One number should be the full reply: how many lines of the material below contain "image".

Task material
....................

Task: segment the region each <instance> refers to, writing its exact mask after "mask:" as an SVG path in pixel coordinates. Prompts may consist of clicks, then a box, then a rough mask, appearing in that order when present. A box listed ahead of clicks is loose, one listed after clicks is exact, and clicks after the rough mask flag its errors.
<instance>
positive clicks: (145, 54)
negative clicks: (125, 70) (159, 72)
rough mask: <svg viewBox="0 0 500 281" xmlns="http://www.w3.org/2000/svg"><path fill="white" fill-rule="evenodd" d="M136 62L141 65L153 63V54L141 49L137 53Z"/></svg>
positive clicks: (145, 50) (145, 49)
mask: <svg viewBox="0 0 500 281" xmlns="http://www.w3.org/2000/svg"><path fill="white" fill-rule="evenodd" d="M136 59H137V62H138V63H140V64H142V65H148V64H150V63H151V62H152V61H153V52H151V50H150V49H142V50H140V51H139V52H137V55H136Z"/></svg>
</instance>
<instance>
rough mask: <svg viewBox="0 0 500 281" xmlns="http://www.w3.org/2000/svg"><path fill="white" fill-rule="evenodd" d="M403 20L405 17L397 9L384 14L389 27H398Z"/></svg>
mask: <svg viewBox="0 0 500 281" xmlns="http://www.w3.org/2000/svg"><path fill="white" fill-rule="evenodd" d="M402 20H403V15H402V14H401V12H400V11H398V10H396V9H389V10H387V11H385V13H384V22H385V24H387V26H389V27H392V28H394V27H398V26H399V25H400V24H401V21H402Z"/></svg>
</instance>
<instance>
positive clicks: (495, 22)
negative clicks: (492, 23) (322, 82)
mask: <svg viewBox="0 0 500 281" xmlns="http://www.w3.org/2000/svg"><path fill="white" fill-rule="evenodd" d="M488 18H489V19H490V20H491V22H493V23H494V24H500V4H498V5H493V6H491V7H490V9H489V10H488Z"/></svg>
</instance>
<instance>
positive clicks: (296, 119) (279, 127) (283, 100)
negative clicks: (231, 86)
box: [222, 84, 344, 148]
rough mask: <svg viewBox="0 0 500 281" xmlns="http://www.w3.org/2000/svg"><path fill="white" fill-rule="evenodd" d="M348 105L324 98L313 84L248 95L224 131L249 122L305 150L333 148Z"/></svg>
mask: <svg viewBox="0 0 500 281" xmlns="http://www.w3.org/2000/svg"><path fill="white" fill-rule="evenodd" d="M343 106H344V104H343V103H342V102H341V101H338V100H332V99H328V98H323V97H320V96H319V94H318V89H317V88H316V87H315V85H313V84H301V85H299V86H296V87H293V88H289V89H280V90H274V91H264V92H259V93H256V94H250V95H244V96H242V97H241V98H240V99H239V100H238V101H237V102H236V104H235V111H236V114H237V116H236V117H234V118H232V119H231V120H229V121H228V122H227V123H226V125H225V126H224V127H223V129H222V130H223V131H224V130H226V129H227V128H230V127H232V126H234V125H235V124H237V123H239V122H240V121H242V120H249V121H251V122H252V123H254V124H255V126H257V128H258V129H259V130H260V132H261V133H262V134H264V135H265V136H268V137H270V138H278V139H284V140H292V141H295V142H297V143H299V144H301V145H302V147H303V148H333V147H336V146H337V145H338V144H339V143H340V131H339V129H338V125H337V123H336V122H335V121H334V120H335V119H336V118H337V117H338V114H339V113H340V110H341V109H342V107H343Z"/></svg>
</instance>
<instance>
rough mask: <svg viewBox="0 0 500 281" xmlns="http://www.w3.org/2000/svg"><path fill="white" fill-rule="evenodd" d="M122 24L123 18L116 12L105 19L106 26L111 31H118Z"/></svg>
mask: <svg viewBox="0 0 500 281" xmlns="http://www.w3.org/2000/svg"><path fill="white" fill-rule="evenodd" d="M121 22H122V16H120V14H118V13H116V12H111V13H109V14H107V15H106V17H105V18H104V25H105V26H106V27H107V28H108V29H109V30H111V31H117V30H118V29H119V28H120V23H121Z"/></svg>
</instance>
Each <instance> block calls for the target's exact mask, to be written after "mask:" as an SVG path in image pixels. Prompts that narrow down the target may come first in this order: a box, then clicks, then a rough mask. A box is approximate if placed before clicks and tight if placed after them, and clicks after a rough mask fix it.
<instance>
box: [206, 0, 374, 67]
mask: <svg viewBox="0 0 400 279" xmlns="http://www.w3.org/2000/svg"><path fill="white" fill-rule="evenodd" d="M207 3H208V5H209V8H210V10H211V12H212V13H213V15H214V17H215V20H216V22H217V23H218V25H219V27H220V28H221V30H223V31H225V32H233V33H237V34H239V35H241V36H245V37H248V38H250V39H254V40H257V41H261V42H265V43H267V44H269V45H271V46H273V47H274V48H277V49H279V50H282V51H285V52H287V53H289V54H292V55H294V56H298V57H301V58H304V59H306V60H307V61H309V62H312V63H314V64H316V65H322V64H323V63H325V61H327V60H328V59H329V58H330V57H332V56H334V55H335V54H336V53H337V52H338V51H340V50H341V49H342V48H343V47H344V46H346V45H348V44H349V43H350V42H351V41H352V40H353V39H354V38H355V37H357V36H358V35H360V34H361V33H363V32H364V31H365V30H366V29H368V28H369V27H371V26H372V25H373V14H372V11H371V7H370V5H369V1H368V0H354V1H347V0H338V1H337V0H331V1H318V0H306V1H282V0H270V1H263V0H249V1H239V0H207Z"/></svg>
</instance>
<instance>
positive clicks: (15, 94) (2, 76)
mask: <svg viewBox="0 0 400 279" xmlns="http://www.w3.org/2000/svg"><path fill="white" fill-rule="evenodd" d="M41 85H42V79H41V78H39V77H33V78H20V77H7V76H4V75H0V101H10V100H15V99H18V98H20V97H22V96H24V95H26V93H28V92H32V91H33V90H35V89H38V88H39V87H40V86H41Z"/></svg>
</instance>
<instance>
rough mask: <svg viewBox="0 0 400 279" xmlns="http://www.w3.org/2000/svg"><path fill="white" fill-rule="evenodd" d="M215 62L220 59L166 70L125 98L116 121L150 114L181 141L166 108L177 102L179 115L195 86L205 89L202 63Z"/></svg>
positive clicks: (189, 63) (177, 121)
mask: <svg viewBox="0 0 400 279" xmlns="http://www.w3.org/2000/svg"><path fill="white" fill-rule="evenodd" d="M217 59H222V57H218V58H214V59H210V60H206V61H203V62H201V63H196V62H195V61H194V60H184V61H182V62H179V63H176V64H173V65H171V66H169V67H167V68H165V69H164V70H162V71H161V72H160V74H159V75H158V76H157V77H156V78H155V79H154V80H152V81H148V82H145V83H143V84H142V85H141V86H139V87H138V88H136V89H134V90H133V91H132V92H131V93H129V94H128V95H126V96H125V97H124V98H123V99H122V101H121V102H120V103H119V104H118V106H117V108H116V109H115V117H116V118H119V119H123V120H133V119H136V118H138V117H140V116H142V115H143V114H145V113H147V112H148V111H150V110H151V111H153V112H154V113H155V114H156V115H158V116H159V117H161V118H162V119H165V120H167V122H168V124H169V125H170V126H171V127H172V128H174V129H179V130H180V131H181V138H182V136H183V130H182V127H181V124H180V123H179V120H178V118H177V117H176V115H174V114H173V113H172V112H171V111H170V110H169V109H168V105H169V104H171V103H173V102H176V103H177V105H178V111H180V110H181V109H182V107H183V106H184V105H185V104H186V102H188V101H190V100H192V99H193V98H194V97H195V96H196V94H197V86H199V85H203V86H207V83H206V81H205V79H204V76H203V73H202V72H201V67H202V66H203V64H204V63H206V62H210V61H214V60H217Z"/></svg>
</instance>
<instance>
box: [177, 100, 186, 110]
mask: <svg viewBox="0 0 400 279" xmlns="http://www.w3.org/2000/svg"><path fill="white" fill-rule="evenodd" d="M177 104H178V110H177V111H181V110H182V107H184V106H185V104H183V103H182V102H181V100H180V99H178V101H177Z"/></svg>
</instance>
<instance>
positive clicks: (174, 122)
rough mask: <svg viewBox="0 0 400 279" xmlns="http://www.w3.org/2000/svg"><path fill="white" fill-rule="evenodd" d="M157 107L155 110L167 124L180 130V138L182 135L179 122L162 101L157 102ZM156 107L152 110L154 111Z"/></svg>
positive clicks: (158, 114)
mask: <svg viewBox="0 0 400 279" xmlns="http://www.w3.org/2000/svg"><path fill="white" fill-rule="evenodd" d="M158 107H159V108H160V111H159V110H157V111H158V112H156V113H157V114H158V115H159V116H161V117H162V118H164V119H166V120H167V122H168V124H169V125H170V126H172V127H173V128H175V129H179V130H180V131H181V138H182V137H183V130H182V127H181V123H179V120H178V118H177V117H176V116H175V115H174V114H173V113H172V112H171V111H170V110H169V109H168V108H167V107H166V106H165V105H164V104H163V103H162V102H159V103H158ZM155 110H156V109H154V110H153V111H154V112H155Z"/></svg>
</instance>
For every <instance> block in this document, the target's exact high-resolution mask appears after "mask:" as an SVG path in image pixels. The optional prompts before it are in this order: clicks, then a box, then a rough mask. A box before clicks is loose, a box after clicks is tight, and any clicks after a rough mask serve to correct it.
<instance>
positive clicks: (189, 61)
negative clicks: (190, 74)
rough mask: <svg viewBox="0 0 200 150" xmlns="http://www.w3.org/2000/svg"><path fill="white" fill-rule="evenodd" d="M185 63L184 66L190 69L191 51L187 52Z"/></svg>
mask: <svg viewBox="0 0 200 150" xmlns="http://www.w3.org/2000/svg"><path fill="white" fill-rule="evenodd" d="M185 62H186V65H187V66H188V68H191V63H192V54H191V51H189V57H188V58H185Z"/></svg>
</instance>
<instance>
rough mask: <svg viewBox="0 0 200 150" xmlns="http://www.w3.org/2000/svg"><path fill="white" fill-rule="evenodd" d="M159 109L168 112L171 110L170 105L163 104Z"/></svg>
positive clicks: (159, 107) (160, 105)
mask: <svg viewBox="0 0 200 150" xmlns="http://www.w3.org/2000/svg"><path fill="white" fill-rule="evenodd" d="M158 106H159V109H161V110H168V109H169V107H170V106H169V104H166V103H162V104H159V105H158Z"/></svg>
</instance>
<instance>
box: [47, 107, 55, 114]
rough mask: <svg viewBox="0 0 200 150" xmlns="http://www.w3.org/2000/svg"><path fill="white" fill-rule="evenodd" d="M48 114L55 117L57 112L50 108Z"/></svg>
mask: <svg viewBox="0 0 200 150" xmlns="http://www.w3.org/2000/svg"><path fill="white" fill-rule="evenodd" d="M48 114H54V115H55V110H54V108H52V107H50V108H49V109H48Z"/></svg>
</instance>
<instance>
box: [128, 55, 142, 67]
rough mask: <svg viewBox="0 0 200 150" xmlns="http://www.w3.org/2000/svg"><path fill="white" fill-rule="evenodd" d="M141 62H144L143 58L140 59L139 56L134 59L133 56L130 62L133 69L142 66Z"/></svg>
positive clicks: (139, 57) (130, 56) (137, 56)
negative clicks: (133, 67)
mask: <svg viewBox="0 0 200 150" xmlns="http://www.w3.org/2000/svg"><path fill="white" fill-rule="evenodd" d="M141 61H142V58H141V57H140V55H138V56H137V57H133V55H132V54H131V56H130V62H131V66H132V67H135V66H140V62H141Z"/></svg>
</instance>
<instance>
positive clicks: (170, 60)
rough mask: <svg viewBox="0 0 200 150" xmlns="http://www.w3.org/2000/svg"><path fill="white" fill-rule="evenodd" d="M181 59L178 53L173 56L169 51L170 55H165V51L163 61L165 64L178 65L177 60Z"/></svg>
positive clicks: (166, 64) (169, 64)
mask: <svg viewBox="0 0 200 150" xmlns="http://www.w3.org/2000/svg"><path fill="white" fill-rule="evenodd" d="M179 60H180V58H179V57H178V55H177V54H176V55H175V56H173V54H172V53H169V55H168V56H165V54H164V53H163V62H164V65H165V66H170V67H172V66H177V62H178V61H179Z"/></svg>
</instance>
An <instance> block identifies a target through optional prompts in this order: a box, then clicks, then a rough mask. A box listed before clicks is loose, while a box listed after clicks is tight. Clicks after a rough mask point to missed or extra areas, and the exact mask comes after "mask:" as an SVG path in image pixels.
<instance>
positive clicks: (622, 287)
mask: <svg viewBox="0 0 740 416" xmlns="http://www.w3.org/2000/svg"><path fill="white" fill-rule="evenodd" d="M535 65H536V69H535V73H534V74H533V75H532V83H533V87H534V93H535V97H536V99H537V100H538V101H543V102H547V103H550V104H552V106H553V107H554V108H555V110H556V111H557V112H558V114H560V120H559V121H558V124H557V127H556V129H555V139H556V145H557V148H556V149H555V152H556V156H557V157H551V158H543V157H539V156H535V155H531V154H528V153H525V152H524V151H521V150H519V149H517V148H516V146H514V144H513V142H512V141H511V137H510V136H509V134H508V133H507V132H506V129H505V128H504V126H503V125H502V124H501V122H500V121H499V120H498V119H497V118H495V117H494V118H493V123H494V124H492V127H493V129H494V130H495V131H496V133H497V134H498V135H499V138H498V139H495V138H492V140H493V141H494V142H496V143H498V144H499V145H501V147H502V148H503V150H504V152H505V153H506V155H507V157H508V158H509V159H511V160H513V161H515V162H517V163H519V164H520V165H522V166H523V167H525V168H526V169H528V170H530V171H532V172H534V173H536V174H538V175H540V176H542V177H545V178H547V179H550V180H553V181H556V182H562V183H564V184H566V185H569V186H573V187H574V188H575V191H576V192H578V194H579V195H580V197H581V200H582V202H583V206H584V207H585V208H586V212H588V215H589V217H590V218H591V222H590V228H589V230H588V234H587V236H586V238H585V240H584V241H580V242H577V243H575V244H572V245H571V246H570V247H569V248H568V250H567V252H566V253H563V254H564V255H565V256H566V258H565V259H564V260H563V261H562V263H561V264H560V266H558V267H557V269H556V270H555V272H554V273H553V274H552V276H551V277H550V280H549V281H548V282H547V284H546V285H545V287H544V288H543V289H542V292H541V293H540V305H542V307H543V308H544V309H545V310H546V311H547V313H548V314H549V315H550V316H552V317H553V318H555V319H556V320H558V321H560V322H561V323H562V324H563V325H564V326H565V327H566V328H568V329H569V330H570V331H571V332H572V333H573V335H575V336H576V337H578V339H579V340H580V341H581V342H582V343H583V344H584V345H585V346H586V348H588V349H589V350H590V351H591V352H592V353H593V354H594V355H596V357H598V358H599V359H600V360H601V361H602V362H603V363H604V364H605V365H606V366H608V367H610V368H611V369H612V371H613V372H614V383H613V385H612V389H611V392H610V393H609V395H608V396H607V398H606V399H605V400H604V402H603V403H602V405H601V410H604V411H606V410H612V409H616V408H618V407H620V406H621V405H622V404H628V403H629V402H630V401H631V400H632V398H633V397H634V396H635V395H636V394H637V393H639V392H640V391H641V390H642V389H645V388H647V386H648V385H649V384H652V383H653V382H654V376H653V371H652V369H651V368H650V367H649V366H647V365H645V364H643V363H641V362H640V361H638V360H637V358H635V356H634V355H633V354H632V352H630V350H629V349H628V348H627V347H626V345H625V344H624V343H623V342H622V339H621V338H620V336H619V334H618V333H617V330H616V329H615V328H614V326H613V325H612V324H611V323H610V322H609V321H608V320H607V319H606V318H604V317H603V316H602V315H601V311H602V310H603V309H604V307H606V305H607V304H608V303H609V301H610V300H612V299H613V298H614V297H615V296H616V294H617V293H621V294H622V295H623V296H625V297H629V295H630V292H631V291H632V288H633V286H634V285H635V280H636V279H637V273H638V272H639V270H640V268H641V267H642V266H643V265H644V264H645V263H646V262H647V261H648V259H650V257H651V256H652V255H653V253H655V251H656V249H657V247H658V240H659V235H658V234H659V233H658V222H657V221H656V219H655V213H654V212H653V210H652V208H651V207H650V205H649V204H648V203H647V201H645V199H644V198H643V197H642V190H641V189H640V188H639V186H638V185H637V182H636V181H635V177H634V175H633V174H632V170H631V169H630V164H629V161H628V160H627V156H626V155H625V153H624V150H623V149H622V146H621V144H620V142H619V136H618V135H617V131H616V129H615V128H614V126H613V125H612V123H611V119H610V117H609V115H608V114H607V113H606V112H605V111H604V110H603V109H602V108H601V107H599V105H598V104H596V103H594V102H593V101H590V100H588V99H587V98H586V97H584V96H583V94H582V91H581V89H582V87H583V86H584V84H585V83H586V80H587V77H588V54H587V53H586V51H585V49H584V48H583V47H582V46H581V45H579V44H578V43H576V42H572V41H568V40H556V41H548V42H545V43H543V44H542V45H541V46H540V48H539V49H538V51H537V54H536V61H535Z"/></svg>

....................

Response below
3